**Point annotation dataset rows**.
++++++++++++++++++++

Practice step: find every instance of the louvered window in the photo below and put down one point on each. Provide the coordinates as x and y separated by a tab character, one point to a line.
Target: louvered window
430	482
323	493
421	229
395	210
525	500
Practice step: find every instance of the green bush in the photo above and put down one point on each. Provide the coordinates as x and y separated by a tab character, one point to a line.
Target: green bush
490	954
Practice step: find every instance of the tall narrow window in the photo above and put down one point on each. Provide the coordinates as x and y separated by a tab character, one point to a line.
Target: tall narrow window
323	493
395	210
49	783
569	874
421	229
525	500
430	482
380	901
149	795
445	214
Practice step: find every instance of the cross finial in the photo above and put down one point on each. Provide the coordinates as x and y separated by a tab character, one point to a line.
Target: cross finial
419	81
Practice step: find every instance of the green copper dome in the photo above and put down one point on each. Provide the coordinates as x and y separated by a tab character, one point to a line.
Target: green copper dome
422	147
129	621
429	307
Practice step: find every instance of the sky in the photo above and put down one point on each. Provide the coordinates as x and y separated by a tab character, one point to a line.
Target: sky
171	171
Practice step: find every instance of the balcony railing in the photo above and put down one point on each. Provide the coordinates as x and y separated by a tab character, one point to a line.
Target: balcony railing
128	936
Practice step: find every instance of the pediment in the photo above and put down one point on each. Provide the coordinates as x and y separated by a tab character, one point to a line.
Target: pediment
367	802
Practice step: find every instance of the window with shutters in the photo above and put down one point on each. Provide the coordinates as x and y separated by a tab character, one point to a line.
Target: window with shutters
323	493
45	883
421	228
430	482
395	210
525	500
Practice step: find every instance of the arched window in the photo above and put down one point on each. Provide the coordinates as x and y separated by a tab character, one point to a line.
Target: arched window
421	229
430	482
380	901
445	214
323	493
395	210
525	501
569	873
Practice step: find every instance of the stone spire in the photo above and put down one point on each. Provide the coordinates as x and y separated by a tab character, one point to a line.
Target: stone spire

++++++++++++++++++++

Could you update the rows above so that each "Practice step" reads "Drill", with everything else left unchanged?

**Output for this exercise**.
Drill: find every instance of the louvered window in the photo below and put down one point on each. Provide the coordinates as x and y separated by a tab character, one point to a line.
Target: louvered window
430	482
323	493
421	229
395	210
525	500
Drill: find every instance of the green bush in the photo above and put down one point on each. Provide the coordinates as x and y separated by a tab character, one point to a line.
Target: green bush
490	954
Drill: find every instance of the tall narrow window in the photo above and put down one point on each. Provide the coordinates as x and y separated by a tab character, one point to a line.
Target: tall narrow window
323	493
395	210
49	783
569	874
421	229
525	500
430	482
380	901
149	795
445	214
Drill: find every instance of the cross finial in the photo above and put down one point on each. Provide the coordinates as x and y separated by a tab character, one point to a line.
Target: cross finial
419	81
Drill: find every instance of the green copper dome in the photo above and put down one point on each. Provide the coordinates as x and y separated by a tab character, one point to a line.
Target: green copper dome
422	147
129	621
429	307
Drill: find every instance of the sky in the photo above and put down one point on each. Provide the coordinates as x and y separated by a tab character, one point to a line.
Target: sky
171	171
Drill: find every instance of the balcony railing in the photo above and put down one point on each. Provide the coordinates as x and y separated by a tab character, one point to a line.
Target: balcony railing
128	936
Drill: find every instance of the pediment in the photo above and put down one point on each. Provide the coordinates as x and y separated by a tab character, one point to a line.
Target: pediment
367	802
Drill: find every instance of the window with shutters in the photo above and put down one point on each. Provide the coordinates as x and y separated by a tab character, one point to a line.
Target: window with shutters
323	493
45	883
421	228
430	482
395	210
525	500
Drill: find every instance of the arched window in the photo above and put down one point on each. Provide the coordinates as x and y separated by a tab character, one point to a line.
Target: arched window
421	229
430	482
380	901
445	214
323	493
395	210
525	501
569	873
Drill: find every instance of the stone spire in the photo above and put down one point on each. Provide the coordinates as x and y separated by a tab character, one point to a line.
Target: stone spire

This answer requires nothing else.